> **PROMPT A**
Rewrite the lambda calculus handout between "In this handout, all" and "What is $(M~I)$?", inclusive, swapping "handout" for "worksheet".
> **PROMPT B**
Carry on the lambda calculus handout, starting after its last line.

> **GIVEN TEXT**
+++

In this handout, all types of parentheses ( $(), [],$ etc ) are equivalent.
\vfill
\generic{$\beta$-Reduction:}
$\beta$-reduction is a fancy name for \say{simplifying an expression.} We've already done it once above.
Let's make another function:
$$
M = \lm f . f f
$$
$M$ takes a function as an input and calls it on itself. What is $(M~I)$?
$$
(M~I) =
((\lm \tzm{b}f.f f)~\tzmr{a}I) =
(I~I) =
((\lm \tzm{d}a.a)~\tzmr{c}I) =
I
\begin{tikzpicture}[
overlay,
remember picture,
out=225,
in=315,
distance=0.5cm
]
\draw[->,gray,shorten >=5pt,shorten <=3pt]
(a.center) to (b.center);
\draw[->,gray,shorten >=5pt,shorten <=3pt]
(c.center) to (d.center);
\end{tikzpicture}
$$
We cannot reduce this any further, so we stop. Our expression is now in \textit{$\beta$-normal form}.
\vfill
\pagebreak
\problem{}
Reduce the following expressions:
\begin{itemize}
\item $I~I$
\item $I~I~I$
\item $(\lm a .(a~a~a)) ~ I$
\item $(\lm a . (\lm b . a)) ~ M ~ I$
\end{itemize}
\vfill
\pagebreak
\generic{Currying:}
Lambda functions are only allowed to take one argument, but we can emulate multivariable functions through \say{currying.}
\vspace{1ex}
Before we begin, let's review \textit{function composition}. With \say{normal} functions, composition is written as $(f \circ g)(x) = f(g(x))$. This means \say{$f$ of $g$ of $x$}.
\vspace{1ex}
To demonstrate currying, we'll make a function $C$ in lambda calculus, which takes two functions ($f$ and $g$), an input $x$, and produces $f$ applied to $g$ applied to $x$. \\
In other words, we want a $C$ so that $C~f~g~x = f~(g~x)$
\vspace{1ex}
We'll define this $C$ as follows:
$$
C = \lm f . (\lm g . (\lm x . f(g(x))))
$$
\vspace{1ex}
This looks awfully scary, so let's take this expression apart. \\
C is a function that takes one argument ($f$) and returns a function (underlined):
$$
C = \lm f .(~~\tzm{a} \lm g . (\lm x . f(g(x))) \tzm{b}~~)
\begin{tikzpicture}[
overlay,
remember picture
]
\node[below = 1ex] at (a.center) (aa) {};
\node[below = 1ex] at (b.center) (bb) {};
\path[draw = gray] (aa) to (bb);
\end{tikzpicture}
$$
\vspace{1ex}
The function it returns does the same thing. It takes an argument $g$, and returns \textit{another} function:
$$
C = \lm f . (~~ \lm g . (~~\tzm{a} \lm x . f(g(x)) \tzm{b}~~) ~~)

+++

> **DATA EXCERPT**
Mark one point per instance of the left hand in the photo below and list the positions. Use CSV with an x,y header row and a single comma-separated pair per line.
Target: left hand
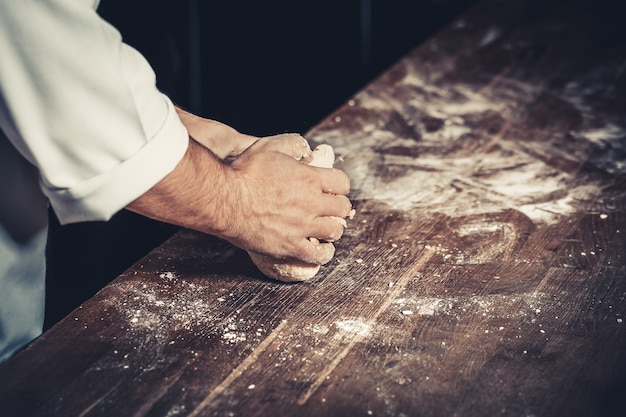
x,y
222,140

+++

> **WRITTEN RESPONSE A**
In this worksheet, all types of parentheses ( $(), [],$ etc ) are equivalent.
\vfill
\generic{$\beta$-Reduction:}
$\beta$-reduction is a fancy name for \say{simplifying an expression.} We've already done it once above.
Let's make another function:
$$
M = \lm f . f f
$$
$M$ takes a function as an input and calls it on itself. What is $(M~I)$?

> **WRITTEN RESPONSE B**
\begin{tikzpicture}[
overlay,
remember picture
]
\node[below = 1ex] at (a.center) (aa) {};
\node[below = 1ex] at (b.center) (bb) {};
\path[draw = gray] (aa) to (bb);
\end{tikzpicture}
$$
\vspace{1ex}
This last function $\lm x. f(g(x))$ takes one argument, and returns $f(g(x))$. Since this function is inside the previous two, it has access to their arguments, $f$ and $g$.
\vspace{2ex}
So, currying allows us to create multivariable functions by nesting single-variable functions. \\
As you saw above, such expressions can get very long. We'll use a bit of shorthand to make them more palatable. If we have an expression with repeated function definitions, we'll combine their arguments under one $\lm$.
\vspace{1ex}
For example,
$$
C = \lm f . (\lm g . (\lm x . f(g(x))))
$$
will become
$$
C = \lm fgx.(~f(g(x))~)
$$
\vspace{1ex}
This is only notation. \textbf{Curried functions are not multivariable functions!} They must be evaluated one variable at a time, just like their un-curried version. Substituting all curried variables in one go may cause errors, as you'll see below.
\problem{}
Evaluate $C~M~I~\star$ \\
Then, evaluate $C~I~M~I$ \\
\hint{Place parentheses first. Remember, function application is left-associative.}
\vfill
\pagebreak
\definition{$\alpha$-equivalence}
We say two functions are \textit{$\alpha$-equivalent} if they differ only by the names of their variables:
$I = \lm a.a = \lm b.b = \lm \heartsuit . \heartsuit = ...$
\generic{$\alpha$-Conversion:}
Variables inside functions are \say{scoped.} We must take care to keep separate variable separate.
For example, take the functions \\
$A = \lm a b . a$ \\
$B = \lm b . b$
\vspace{2ex}
We could say that $(A~B) = \lm b . (\lm b . b)$, and therefore
$$
((A~B)~I)
= (~ (\lm \tzm{b}b . (\lm b . b))~\tzmr{a}I ~)
= \lm I . I
\begin{tikzpicture}[
overlay,
remember picture,
out=225,
in=315,
distance=0.5cm
]
\draw[->,gray,shorten >=5pt,shorten <=3pt]
(a.center) to (b.center);
(c.center) to (d.center);
\end{tikzpicture}
$$
$$
Which is, of course, incorrect. $\lm I . I$ is not a valid function.
We cannot reduce this any further, so we stop. Our expression is now in \textit{$\beta$-normal form}.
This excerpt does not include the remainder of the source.